**Listed entries**:
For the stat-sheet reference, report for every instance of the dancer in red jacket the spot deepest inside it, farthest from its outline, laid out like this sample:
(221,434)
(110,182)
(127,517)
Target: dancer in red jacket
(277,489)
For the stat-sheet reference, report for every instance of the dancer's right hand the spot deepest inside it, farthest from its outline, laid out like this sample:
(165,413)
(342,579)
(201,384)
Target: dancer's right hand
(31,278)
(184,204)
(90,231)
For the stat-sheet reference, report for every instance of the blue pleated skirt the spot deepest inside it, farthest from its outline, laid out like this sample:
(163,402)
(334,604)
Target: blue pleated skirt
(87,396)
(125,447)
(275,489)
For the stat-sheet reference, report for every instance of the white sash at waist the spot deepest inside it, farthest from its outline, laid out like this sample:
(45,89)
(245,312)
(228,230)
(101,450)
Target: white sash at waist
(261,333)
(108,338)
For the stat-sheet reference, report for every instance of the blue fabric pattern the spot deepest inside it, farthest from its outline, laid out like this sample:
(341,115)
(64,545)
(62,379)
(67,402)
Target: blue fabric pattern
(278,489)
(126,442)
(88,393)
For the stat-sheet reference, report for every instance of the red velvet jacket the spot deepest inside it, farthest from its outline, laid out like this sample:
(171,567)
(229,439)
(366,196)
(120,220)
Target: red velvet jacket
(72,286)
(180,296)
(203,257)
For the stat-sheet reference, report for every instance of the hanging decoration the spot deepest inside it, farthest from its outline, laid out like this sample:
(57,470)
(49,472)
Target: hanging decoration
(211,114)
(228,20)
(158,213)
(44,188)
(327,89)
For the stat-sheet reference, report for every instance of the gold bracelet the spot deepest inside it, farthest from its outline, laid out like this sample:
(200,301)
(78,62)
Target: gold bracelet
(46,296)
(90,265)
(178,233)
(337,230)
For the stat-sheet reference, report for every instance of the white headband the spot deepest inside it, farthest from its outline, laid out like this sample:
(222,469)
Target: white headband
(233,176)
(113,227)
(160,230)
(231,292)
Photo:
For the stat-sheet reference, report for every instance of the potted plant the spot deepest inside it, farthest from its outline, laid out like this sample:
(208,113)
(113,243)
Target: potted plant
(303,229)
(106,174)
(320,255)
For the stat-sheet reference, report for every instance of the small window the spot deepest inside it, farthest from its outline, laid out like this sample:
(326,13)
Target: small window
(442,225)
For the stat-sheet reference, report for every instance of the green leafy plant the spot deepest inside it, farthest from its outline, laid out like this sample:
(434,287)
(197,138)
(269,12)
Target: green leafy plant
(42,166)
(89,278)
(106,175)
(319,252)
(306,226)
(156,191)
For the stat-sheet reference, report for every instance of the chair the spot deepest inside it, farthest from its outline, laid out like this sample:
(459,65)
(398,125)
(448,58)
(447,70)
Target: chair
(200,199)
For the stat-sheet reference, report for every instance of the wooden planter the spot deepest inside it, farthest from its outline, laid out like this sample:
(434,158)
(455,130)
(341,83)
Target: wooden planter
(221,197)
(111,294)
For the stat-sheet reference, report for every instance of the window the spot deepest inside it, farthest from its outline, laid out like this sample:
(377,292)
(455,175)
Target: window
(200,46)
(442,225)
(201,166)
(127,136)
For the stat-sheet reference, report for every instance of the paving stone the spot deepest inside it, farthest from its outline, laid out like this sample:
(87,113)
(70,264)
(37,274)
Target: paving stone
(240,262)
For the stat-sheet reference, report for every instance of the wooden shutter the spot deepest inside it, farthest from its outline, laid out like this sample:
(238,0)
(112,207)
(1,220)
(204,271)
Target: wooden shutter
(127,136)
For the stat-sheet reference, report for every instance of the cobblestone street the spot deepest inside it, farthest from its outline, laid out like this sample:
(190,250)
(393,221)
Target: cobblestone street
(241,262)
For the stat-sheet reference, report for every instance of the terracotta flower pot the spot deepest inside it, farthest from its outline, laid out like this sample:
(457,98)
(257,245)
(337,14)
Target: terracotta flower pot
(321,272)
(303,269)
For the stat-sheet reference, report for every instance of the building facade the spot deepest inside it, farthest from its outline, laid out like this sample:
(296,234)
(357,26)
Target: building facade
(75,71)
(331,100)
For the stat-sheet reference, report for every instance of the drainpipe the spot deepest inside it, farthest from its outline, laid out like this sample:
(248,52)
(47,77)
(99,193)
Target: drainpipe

**Your instructions**: Lines with "drainpipe": return each one from the data above.

**Solved problem**:
For the stat-sheet reference, report for every instance of the drainpipe the spot deepest inside it, farthest from its outline, laid out like this sample:
Target: drainpipe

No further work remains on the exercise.